How much downpayment do you need to buy a house in Ontario — a clear guide for homebuyers

Buying a home in Ontario is one of the biggest financial decisions most people make. Knowing the downpayment rules up front helps you plan with confidence. This guide breaks down the minimum downpayments by price tier, explains how first-time buyer programs affect what you need to save, and shows how downpayments interact with mortgage insurance. By the end, you’ll have practical next steps — from legal checks to saving strategies — so you can move forward without guesswork.

Minimum downpayment requirements in Ontario

Ontario uses a price-based, tiered system for minimum downpayments. Homes under $500,000 require a 5% minimum downpayment. Properties priced between $500,000 and $999,999 require 10%. For homes listed at $1,000,000 or more, the minimum is 20%. These thresholds are designed so buyers have equity from day one, which helps support market stability.

How the required downpayment changes with price

The required downpayment rises with the purchase price. For example, a $450,000 home needs a $22,500 downpayment (5%), while a $750,000 home requires $75,000 (10%). As the price climbs, so does the upfront cash you must bring to the table — and that affects overall affordability.

_____

● **Given request 1**
Reproduce the listing verbatim, starting at the line containing "target | woman's arm" and ending with the final line of the listing.

(Named-object pointing listing)

_____

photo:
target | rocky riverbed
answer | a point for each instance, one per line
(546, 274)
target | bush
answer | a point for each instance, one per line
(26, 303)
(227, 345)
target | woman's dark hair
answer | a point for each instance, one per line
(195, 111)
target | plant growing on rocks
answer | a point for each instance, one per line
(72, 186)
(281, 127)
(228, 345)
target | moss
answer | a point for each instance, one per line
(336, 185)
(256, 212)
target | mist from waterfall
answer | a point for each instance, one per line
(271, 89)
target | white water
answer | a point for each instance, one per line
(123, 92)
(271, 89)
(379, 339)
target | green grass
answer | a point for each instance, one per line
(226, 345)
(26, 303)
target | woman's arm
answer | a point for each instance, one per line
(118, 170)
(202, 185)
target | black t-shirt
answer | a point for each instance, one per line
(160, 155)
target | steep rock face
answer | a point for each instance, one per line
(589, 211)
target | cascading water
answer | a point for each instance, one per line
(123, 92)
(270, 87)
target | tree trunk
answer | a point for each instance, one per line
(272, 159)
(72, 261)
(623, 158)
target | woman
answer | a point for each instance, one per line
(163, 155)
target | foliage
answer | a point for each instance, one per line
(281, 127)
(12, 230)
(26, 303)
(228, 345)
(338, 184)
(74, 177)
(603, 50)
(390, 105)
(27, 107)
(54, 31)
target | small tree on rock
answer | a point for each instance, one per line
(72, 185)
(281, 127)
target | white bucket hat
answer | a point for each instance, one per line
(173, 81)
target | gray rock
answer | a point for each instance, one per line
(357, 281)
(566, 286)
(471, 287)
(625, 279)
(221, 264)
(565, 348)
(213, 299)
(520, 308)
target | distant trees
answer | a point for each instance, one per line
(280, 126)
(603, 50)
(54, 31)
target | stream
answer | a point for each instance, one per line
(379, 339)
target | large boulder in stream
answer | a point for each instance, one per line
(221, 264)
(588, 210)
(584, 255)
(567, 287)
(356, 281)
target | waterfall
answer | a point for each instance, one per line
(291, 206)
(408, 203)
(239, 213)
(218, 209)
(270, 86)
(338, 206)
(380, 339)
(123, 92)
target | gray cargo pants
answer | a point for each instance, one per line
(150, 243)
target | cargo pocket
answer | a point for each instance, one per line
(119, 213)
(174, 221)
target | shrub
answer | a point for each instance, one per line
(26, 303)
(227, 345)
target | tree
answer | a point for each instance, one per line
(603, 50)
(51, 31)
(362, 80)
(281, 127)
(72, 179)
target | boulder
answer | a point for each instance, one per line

_____

● **Given request 2**
Pick up the guide to Ontario downpayment requirements from the point where it stops, and keep writing it.

● **Response 1**
target | woman's arm
answer | a point for each instance, one per line
(118, 170)
(202, 185)
target | black t-shirt
answer | a point for each instance, one per line
(160, 155)
target | steep rock face
answer | a point for each instance, one per line
(589, 211)
target | cascading water
answer | a point for each instance, one per line
(123, 92)
(270, 87)
target | tree trunk
answer | a point for each instance, one per line
(272, 159)
(72, 261)
(623, 158)
target | woman
answer | a point for each instance, one per line
(163, 155)
target | foliage
answer | a point for each instance, one per line
(281, 127)
(12, 230)
(26, 303)
(228, 345)
(338, 184)
(74, 177)
(603, 50)
(390, 105)
(27, 107)
(54, 31)
target | small tree on rock
answer | a point for each instance, one per line
(72, 185)
(281, 127)
target | white bucket hat
answer | a point for each instance, one per line
(173, 81)
target | gray rock
answer | a point for each instance, one per line
(357, 281)
(566, 286)
(471, 287)
(625, 279)
(221, 264)
(565, 348)
(213, 299)
(520, 308)
target | distant trees
answer | a point for each instance, one per line
(280, 126)
(603, 50)
(54, 31)
target | stream
answer | a point for each instance, one per line
(379, 339)
target | large boulder in stream
answer | a point for each instance, one per line
(221, 264)
(588, 210)
(584, 255)
(567, 287)
(356, 281)
target | waterfall
answer | a point for each instance, one per line
(291, 206)
(408, 203)
(239, 213)
(218, 209)
(270, 86)
(338, 206)
(380, 339)
(123, 92)
target | gray cargo pants
answer | a point for each instance, one per line
(150, 243)
target | cargo pocket
answer | a point for each instance, one per line
(119, 213)
(174, 221)
target | shrub
answer | a point for each instance, one per line
(26, 303)
(227, 345)
target | tree
answer | a point for each instance, one per line
(603, 50)
(51, 31)
(362, 80)
(281, 127)
(72, 179)
target | boulder
answer | a point for each instance, one per line

● **Response 2**
What changed in 2023 for Ontario downpayment rules?

In 2023 there were policy updates and new financial tools aimed at improving access to homeownership. These adjustments include reconsidered thresholds and emerging products that help buyers save. It's important to stay current, since these changes can affect your savings plan and financing options.

First-time homebuyer incentives that affect your downpayment in Ontario

If you’re buying your first home, several programs can reduce how much you need to save up front. These incentives are meant to lower the barrier to entry for new buyers — but they also come with trade-offs to consider.

Programs that help first-time buyers lower their downpayment

  1. First-Time Home Buyer Incentive: Provides a shared-equity contribution — 5% for resale homes and 10% for new build homes — which lowers the mortgage amount you need.
  2. Home Buyers’ Plan: Lets eligible first-time buyers withdraw up to $35,000 from an RRSP tax-free to put toward a downpayment.
  3. Land Transfer Tax Rebate: First-time buyers may be eligible for a rebate of up to $4,000 on provincial land transfer tax, which reduces out-of-pocket closing costs.
That said, recent research warns these programs can have side effects that influence overall housing affordability.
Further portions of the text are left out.